> **What you have to do**: Restate, word for word, every line of the data.

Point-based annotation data
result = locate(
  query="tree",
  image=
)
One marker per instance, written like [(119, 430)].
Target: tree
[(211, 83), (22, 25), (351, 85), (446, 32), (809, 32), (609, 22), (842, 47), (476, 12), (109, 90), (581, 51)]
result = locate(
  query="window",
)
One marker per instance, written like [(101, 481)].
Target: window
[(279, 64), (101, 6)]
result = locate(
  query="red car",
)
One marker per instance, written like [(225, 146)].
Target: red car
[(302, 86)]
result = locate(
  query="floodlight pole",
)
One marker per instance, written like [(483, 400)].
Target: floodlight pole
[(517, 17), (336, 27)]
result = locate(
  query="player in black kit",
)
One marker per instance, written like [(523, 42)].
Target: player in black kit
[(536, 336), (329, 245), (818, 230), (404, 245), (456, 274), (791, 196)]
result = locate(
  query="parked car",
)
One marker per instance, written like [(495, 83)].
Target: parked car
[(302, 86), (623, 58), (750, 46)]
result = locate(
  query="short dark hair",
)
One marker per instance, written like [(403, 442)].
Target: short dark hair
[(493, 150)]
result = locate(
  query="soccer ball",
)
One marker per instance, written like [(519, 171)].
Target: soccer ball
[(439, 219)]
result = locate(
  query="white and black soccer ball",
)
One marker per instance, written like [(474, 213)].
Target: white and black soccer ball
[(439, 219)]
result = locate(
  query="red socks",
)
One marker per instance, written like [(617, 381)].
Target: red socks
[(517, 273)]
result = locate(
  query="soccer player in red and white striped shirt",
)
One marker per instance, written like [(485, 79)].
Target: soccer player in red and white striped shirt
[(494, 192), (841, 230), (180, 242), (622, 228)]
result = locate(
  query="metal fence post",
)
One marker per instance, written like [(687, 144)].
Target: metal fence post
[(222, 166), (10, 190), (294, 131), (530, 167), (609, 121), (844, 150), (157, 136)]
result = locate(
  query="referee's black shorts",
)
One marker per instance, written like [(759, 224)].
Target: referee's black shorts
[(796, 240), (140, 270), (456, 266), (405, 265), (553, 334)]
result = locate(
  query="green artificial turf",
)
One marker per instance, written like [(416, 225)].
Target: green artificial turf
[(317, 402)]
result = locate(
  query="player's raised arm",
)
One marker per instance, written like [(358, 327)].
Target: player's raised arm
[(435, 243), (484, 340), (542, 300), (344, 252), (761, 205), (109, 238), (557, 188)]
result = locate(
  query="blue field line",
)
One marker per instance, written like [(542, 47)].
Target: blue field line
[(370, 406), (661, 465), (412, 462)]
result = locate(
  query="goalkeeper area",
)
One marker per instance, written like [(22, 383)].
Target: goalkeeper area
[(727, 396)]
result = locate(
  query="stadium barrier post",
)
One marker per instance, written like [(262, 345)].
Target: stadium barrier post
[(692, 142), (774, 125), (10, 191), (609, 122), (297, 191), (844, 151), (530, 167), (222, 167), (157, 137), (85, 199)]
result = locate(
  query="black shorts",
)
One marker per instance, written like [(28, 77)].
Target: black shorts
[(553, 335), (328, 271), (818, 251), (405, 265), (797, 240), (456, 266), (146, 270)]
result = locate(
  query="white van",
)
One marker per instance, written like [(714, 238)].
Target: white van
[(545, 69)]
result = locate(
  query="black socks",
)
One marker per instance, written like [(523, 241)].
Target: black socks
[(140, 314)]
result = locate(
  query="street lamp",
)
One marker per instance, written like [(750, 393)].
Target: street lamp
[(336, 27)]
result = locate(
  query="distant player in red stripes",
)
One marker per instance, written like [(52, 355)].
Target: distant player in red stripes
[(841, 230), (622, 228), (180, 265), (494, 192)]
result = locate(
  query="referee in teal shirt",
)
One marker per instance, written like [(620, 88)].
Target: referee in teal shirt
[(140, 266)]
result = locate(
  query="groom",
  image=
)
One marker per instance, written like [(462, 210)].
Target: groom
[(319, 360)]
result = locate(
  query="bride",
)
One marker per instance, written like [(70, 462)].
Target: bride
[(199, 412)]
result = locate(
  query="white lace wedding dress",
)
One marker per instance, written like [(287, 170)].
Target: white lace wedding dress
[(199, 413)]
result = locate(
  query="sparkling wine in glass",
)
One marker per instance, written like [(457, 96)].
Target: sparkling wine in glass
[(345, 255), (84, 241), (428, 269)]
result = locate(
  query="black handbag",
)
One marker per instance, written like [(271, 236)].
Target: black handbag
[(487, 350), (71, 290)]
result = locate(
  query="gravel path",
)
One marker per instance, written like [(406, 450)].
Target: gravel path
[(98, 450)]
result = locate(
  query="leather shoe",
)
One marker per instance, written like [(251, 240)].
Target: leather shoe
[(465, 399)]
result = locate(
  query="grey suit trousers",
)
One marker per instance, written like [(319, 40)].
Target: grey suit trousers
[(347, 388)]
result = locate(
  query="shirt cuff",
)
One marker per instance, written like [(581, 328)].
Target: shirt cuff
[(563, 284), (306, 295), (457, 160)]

> **Answer to this exercise**:
result = locate(
  query="tree",
  image=
)
One marker per instance, written like [(119, 430)].
Target: tree
[(211, 83), (22, 25), (351, 85), (446, 32), (809, 32), (609, 22), (842, 47), (476, 12), (109, 90), (581, 51)]
result = locate(
  query="window",
)
One marker per instance, written like [(101, 481)].
Target: window
[(279, 64), (101, 6)]
result = locate(
  query="red car",
)
One marker per instance, written like [(225, 146)].
Target: red car
[(302, 86)]
result = locate(
  query="floodlight pole",
)
One marker per instance, written like [(483, 400)].
Target: floodlight pole
[(517, 17), (336, 27)]
result = locate(
  query="player in black kit",
)
One marker per instance, written like [(523, 42)].
Target: player in black kit
[(536, 336), (329, 245), (818, 230), (404, 245), (456, 274), (791, 196)]
result = locate(
  query="parked car",
)
One marker per instance, written like [(495, 83)].
Target: parked car
[(302, 86), (623, 58), (750, 46)]
result = locate(
  query="short dark hair",
)
One marker per instance, written like [(403, 442)].
Target: short dark hair
[(493, 150)]
result = locate(
  query="soccer ball",
)
One marker per instance, written like [(519, 171)].
Target: soccer ball
[(439, 219)]
result = locate(
  query="white and black soccer ball",
)
One marker per instance, written like [(474, 213)].
Target: white and black soccer ball
[(439, 219)]
result = locate(
  query="red socks",
)
One marker per instance, written like [(617, 381)].
Target: red socks
[(517, 273)]
result = locate(
  query="soccer player in red and white striped shirt",
)
One marker per instance, written like [(485, 79)].
Target: soccer player in red and white striped shirt
[(494, 192), (841, 230), (180, 242), (622, 228)]
result = locate(
  query="metal fence post",
)
One marker per instance, written like [(687, 144)].
Target: metal fence post
[(222, 166), (10, 190), (294, 131), (530, 167), (609, 121), (844, 150), (157, 136)]
result = locate(
  query="referee's black shorts",
)
One marker per instance, written like [(759, 224)].
Target: referee's black shorts
[(796, 240), (140, 270), (456, 266), (405, 265), (553, 334)]
result = locate(
  query="green artificial turf",
)
One marker per instance, written like [(416, 225)].
Target: green artificial turf
[(317, 402)]
result = locate(
  query="player's raised arm",
)
One marker per instance, written like [(358, 327)].
Target: player's raised arm
[(435, 243), (484, 340), (542, 300), (344, 252), (761, 205), (109, 238), (557, 188)]
result = locate(
  query="blue field line",
)
One marker per instance, written like [(542, 47)].
Target: blue field line
[(370, 406), (661, 465), (412, 462)]
result = locate(
  query="goalkeeper area",
)
One marker per instance, written like [(22, 383)].
Target: goalkeeper area
[(727, 396)]
result = locate(
  query="stadium barrier post",
)
One marker per instance, written like [(262, 345)].
Target: stadium barrier post
[(692, 142), (774, 125), (10, 191), (609, 122), (297, 191), (844, 151), (530, 167), (222, 167), (157, 137), (85, 199)]
result = locate(
  query="black shorts",
)
One marker per instance, written like [(28, 77)].
Target: black shorts
[(553, 335), (328, 271), (818, 251), (405, 265), (797, 240), (456, 266), (146, 270)]
result = locate(
  query="white van",
)
One marker per instance, written like [(714, 238)].
Target: white van
[(545, 69)]
result = locate(
  query="black socks",
)
One marker per instance, written like [(523, 241)].
Target: black socks
[(140, 314)]
result = locate(
  query="street lamp",
)
One marker per instance, written like [(750, 393)].
Target: street lamp
[(336, 27)]
result = locate(
  query="distant player in red stripes",
)
One marker per instance, written like [(52, 355)].
Target: distant player in red stripes
[(841, 230), (622, 228), (180, 265), (494, 192)]
result = locate(
  query="referee in teal shirt",
)
One marker per instance, written like [(620, 88)].
Target: referee in teal shirt
[(140, 266)]
result = locate(
  query="groom",
  image=
)
One marker per instance, written like [(462, 210)].
Target: groom
[(319, 360)]
result = locate(
  query="bride",
)
One marker per instance, written like [(70, 462)].
Target: bride
[(199, 412)]
result = locate(
  query="white lace wedding dress",
)
One marker per instance, written like [(287, 170)].
Target: white lace wedding dress
[(199, 413)]
result = locate(
  query="sparkling wine in glass",
)
One marker per instance, written like [(457, 96)].
Target: sparkling wine in glass
[(345, 255), (84, 241), (428, 269)]
result = locate(
  query="black handbag",
)
One marker per instance, written like [(271, 236)].
Target: black handbag
[(487, 350), (71, 290)]
result = locate(
  query="gravel path",
)
One marker per instance, written like [(406, 450)].
Target: gravel path
[(98, 450)]
result = locate(
  query="leather shoe",
)
One marker per instance, written like [(251, 240)].
Target: leather shoe
[(465, 399)]
result = locate(
  query="grey suit trousers",
)
One marker per instance, written like [(319, 40)].
Target: grey suit trousers
[(347, 388)]
result = locate(
  query="shirt cuff",
)
One marker per instance, written like [(581, 328)].
Target: shirt cuff
[(563, 284), (306, 295), (457, 160)]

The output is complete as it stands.